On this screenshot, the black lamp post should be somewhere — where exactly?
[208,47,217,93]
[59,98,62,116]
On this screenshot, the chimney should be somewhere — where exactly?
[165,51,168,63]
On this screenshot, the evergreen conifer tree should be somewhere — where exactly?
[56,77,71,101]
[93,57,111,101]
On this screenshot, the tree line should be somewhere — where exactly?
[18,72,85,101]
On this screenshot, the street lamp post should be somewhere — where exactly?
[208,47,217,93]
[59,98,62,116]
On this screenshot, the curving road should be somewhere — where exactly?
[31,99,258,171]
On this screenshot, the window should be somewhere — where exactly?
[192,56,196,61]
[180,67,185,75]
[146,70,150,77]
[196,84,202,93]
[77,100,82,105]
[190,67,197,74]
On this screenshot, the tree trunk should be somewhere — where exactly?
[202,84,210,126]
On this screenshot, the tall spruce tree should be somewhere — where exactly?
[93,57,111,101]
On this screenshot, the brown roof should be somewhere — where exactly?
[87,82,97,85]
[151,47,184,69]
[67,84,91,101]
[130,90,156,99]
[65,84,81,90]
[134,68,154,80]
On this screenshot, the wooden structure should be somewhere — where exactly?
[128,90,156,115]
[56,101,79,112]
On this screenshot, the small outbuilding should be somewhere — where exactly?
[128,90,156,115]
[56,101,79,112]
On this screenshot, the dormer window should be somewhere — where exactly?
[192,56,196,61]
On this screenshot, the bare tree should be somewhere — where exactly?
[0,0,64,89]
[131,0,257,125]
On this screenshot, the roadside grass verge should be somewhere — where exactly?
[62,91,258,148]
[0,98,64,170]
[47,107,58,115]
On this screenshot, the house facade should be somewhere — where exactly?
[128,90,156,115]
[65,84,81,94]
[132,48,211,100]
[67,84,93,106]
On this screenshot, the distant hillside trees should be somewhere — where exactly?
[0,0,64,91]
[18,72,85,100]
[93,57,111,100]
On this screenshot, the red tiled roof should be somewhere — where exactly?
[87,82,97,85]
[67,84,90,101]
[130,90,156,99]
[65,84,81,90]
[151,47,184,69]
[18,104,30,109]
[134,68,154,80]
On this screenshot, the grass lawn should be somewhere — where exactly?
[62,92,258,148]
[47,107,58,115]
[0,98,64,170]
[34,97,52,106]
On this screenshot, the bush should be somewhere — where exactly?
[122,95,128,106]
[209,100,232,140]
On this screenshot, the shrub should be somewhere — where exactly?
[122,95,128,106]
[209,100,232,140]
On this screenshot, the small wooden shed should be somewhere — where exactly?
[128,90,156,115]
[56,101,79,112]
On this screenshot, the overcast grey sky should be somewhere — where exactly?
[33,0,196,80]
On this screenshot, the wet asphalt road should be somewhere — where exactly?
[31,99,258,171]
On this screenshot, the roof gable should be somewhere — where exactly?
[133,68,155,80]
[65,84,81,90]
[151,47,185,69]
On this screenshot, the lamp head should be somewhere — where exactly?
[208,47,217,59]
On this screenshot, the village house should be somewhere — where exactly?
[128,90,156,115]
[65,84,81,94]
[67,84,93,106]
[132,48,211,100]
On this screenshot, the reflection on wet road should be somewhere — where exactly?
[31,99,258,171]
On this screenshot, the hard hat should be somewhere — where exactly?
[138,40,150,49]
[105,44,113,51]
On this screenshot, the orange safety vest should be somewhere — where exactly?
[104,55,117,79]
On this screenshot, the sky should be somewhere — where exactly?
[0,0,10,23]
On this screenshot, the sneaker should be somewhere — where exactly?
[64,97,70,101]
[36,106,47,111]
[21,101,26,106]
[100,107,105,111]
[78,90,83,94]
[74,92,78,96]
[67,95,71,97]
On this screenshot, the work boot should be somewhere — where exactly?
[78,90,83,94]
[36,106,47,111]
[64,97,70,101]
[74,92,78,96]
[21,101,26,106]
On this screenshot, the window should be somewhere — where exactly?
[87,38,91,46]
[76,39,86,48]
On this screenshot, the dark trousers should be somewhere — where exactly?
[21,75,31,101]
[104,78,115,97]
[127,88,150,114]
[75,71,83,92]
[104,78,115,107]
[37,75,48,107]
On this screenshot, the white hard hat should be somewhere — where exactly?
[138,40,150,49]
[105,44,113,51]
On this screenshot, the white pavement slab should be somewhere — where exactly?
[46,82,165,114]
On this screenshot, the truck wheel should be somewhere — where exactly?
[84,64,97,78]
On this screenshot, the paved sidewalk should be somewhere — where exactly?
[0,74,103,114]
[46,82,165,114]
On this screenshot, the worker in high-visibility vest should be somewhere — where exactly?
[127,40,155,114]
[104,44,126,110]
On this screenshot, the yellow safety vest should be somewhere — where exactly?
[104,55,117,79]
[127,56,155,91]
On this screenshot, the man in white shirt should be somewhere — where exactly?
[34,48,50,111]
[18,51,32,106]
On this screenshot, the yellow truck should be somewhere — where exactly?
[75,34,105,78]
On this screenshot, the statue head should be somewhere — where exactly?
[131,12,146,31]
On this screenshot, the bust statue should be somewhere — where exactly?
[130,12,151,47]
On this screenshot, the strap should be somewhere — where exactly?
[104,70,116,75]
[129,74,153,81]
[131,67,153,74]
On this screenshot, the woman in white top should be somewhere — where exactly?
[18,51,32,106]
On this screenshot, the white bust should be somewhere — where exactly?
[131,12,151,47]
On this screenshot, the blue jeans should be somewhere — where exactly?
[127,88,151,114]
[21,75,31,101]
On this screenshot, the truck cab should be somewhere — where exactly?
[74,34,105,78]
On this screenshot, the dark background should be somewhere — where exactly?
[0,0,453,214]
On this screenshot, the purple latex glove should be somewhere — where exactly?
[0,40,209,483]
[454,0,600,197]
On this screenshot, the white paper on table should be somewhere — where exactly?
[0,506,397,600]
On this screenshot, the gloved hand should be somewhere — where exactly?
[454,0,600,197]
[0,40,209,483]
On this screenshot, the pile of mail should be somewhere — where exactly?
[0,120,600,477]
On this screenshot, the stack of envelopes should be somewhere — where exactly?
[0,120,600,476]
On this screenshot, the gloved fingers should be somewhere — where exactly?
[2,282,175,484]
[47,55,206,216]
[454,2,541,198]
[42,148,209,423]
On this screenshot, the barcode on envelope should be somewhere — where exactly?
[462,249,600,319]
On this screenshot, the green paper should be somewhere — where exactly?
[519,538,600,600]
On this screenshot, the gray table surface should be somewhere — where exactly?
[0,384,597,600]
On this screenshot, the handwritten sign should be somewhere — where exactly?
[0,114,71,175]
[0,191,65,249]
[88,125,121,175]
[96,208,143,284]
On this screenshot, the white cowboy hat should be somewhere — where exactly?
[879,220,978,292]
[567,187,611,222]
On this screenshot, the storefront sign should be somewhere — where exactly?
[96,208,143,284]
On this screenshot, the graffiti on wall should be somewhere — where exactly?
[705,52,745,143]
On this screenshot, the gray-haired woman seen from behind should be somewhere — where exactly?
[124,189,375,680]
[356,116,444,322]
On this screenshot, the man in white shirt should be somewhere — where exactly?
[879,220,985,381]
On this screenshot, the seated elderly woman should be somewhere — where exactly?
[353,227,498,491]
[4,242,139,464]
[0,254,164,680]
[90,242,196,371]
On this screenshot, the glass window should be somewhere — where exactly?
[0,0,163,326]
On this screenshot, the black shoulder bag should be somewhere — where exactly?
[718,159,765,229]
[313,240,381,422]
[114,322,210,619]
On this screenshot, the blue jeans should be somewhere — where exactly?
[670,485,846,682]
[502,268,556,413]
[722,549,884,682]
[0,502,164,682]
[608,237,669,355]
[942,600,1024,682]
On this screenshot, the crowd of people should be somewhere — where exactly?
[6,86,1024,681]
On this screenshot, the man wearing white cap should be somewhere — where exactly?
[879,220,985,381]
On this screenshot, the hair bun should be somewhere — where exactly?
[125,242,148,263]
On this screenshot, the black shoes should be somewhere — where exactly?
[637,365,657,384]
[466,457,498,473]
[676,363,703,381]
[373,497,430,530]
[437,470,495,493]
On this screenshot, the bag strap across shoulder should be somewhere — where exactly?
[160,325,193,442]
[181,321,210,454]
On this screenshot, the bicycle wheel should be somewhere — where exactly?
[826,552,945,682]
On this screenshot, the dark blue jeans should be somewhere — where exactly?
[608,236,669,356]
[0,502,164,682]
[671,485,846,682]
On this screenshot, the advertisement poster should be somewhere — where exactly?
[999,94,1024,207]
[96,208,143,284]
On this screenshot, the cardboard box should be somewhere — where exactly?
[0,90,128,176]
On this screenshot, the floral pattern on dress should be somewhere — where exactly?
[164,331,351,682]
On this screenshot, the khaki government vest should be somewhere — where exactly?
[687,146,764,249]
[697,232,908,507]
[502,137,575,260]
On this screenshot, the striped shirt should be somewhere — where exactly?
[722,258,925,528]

**TASK TO COMPLETE:**
Select every line in the entries above that contains the word "safety". Match case exactly.

**WRITTEN SOLUTION:**
On this screenshot, the orange safety vest should be somewhere — where exactly?
On this screenshot, the yellow safety vest should be somewhere — where exactly?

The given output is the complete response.